- _Task_: Can you revise the data from the line with "For every instance of the dark" to the line with "pixel 220 301" so that "marker" becomes "pin" and nothing else changes? Return only those lines.

[Data pulled from a collection]
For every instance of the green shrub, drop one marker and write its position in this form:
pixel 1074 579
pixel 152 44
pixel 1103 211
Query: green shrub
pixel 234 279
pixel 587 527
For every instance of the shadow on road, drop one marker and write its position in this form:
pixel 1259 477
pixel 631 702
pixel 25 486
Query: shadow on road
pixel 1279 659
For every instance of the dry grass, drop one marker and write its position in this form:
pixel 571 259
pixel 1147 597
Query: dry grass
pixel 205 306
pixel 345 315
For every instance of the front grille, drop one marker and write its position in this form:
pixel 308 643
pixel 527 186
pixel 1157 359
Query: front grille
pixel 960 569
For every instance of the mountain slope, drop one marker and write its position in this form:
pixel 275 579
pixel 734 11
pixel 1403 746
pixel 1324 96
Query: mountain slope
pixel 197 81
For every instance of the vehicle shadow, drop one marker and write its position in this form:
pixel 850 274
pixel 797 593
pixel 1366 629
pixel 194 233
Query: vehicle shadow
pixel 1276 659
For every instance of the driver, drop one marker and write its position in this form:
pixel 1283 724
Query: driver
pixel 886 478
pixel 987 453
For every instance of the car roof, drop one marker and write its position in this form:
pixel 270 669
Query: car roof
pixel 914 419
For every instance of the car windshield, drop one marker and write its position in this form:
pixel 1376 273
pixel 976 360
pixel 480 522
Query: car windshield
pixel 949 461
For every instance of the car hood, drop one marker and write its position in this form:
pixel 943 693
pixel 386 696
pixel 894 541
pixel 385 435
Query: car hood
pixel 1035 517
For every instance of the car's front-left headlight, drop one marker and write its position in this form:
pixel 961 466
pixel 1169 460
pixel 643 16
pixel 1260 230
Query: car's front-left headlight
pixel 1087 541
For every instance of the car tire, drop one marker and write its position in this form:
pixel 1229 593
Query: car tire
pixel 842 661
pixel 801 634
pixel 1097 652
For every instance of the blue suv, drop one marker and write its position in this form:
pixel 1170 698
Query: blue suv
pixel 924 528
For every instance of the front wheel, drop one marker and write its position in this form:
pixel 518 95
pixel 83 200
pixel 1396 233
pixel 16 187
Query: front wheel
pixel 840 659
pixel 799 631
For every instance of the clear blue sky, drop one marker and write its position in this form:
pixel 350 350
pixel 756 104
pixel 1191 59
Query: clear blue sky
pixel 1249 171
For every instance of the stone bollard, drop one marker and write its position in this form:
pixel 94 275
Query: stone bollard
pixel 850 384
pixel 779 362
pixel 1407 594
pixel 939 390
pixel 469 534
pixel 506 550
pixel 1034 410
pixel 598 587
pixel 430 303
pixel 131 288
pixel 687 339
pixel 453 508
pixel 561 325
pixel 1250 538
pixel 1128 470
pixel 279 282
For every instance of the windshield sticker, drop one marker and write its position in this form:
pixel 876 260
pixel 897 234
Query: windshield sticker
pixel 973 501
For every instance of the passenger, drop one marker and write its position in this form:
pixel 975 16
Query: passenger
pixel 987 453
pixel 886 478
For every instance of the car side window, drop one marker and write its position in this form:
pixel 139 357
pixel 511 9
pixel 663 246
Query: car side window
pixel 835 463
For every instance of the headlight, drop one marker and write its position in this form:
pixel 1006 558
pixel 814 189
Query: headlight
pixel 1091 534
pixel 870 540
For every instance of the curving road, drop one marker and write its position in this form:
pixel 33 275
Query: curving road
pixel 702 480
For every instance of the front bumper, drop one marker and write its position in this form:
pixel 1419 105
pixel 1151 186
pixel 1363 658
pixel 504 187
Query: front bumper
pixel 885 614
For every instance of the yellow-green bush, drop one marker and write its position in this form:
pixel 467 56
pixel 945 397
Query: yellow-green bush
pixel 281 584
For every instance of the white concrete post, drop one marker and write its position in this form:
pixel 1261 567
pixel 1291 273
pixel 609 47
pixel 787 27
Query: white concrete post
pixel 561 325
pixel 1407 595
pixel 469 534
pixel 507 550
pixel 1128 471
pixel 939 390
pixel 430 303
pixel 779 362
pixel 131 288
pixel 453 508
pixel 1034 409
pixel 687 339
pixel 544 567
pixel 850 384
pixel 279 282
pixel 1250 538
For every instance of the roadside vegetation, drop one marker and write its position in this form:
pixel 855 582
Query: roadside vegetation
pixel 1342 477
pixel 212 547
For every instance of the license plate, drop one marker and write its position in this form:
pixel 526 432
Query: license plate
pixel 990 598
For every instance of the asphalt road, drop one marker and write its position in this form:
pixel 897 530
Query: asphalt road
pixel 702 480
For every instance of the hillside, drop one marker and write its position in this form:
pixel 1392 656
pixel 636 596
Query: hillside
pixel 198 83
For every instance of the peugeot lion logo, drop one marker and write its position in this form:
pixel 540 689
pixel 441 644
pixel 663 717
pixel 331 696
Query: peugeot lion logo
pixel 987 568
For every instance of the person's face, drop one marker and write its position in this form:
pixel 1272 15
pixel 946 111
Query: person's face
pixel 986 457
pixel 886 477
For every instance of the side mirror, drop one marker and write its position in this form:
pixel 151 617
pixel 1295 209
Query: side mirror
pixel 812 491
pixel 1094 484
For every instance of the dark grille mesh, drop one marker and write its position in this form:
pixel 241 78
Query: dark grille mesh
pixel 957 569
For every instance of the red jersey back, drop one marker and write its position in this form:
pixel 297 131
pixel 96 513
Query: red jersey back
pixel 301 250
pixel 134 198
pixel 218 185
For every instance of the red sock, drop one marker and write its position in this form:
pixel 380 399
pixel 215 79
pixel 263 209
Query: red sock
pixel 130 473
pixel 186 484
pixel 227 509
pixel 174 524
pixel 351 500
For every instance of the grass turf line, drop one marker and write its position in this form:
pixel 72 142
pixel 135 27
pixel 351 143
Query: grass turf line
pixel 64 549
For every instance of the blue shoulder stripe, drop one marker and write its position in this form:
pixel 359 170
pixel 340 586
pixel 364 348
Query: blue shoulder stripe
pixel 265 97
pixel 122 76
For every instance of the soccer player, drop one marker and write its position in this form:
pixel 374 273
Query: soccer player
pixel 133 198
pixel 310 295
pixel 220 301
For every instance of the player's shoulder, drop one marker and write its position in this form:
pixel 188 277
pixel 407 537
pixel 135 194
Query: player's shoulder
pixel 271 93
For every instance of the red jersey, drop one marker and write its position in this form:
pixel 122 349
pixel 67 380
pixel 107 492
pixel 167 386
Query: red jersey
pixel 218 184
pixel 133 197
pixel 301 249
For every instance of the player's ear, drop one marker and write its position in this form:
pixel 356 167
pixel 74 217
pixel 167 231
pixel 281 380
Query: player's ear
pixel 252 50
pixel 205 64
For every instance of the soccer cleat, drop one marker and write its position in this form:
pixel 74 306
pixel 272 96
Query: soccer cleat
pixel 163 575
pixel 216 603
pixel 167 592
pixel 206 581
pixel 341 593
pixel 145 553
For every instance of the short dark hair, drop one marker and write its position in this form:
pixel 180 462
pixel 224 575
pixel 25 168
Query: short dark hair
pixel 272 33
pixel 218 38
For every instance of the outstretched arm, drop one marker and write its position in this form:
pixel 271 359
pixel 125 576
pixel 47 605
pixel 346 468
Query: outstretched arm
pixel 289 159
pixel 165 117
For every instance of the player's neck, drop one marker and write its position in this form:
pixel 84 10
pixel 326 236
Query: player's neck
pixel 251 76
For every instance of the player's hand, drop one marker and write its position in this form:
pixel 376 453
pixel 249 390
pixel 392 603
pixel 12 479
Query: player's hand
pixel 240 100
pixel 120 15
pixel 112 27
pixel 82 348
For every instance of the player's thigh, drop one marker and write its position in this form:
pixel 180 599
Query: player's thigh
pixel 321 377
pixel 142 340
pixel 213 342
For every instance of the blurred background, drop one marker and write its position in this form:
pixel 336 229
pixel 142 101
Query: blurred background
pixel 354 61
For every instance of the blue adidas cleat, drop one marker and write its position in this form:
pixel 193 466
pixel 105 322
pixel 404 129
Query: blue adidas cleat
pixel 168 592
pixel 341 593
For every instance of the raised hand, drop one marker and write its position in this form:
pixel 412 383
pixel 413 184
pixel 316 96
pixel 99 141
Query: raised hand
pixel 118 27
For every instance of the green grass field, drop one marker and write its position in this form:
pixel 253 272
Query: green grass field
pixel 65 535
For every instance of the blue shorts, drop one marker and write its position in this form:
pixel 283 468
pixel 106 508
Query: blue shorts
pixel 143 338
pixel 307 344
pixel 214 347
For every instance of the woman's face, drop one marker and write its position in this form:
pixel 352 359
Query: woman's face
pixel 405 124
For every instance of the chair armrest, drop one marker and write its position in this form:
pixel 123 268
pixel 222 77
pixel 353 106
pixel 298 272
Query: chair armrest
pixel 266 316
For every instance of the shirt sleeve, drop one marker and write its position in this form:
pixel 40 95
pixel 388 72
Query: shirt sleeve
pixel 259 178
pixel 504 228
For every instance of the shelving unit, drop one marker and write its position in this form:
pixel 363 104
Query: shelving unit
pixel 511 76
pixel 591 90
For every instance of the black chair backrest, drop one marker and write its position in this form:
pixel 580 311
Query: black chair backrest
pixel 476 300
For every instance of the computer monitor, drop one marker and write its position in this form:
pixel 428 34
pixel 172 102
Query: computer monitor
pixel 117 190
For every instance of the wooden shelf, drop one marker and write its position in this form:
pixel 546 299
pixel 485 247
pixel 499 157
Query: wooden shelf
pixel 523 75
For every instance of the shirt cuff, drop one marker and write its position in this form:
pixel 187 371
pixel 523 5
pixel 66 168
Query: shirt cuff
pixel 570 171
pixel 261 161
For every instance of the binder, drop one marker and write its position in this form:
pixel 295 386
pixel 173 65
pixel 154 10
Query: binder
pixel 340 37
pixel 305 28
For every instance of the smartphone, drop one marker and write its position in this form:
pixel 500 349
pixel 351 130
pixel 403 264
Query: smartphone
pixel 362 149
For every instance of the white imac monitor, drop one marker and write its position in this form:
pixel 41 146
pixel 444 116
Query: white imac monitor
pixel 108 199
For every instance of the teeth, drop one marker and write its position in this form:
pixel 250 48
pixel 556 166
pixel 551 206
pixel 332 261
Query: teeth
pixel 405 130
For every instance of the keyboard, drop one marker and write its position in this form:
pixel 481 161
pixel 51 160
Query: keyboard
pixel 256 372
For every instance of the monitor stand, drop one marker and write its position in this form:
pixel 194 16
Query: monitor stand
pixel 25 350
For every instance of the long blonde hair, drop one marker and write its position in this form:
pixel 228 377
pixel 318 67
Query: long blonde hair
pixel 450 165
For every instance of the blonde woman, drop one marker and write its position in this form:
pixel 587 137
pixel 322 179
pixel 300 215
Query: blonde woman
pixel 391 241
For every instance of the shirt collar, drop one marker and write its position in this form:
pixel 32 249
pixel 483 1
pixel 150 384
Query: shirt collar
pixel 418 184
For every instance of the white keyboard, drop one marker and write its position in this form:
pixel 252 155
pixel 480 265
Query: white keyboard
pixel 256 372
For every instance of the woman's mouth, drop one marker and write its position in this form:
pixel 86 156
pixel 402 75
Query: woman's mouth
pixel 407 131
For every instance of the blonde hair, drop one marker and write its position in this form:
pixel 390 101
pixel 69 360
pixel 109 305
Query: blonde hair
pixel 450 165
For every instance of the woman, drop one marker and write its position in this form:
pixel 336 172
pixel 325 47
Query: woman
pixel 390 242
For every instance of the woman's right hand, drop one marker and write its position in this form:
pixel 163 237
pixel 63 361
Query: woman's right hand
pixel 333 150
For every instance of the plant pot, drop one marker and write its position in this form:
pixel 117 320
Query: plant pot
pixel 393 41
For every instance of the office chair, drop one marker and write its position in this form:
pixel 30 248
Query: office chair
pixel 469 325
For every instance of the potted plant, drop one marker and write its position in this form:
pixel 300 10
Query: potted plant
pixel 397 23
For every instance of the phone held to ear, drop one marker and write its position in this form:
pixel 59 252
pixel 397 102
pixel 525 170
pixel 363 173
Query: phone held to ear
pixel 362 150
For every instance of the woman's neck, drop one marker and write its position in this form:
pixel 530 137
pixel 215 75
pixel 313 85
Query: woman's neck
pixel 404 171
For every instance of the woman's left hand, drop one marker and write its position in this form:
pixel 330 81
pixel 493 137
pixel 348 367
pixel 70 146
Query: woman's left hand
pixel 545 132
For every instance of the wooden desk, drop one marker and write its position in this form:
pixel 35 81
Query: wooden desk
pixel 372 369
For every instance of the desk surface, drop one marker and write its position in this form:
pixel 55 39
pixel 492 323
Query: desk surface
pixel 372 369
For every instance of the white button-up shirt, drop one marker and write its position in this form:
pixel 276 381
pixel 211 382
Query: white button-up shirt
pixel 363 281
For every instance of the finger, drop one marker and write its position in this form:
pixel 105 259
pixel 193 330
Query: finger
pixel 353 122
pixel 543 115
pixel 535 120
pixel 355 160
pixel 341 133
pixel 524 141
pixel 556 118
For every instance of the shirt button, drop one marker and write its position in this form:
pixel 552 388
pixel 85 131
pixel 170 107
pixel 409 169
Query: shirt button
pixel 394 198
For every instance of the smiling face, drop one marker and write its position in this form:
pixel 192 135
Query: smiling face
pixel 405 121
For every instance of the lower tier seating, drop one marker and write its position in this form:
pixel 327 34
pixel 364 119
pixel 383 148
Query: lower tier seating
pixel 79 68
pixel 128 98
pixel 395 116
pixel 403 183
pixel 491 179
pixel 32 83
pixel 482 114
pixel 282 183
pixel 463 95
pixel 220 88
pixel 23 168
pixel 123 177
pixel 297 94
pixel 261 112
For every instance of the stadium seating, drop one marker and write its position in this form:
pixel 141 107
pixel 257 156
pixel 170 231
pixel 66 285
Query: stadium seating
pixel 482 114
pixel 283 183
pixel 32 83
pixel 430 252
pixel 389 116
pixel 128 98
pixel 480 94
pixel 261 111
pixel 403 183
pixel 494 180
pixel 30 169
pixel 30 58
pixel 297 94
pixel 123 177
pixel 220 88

- _Exercise solution_:
For every instance of the dark grille mesh, drop one pin and write its position in this form:
pixel 241 78
Query: dark grille mesh
pixel 957 569
For every instance of the red jersey back, drop one pin and write its position in this form:
pixel 297 131
pixel 96 513
Query: red jersey back
pixel 301 250
pixel 134 198
pixel 218 185
For every instance of the red sock, drop one pin and write its position in this form:
pixel 380 399
pixel 215 79
pixel 263 209
Query: red sock
pixel 130 473
pixel 186 484
pixel 227 509
pixel 174 524
pixel 351 500
For every instance of the grass turf line, drop one pin and write its position in this form:
pixel 72 142
pixel 135 27
pixel 351 143
Query: grass turf line
pixel 64 549
For every instance of the blue shoulder stripe, drop one pin and write its position in this form:
pixel 359 170
pixel 340 586
pixel 364 348
Query: blue shoulder stripe
pixel 265 97
pixel 122 76
For every instance of the soccer player, drop one pin and write its position in this form:
pixel 374 273
Query: soccer player
pixel 133 198
pixel 310 295
pixel 220 301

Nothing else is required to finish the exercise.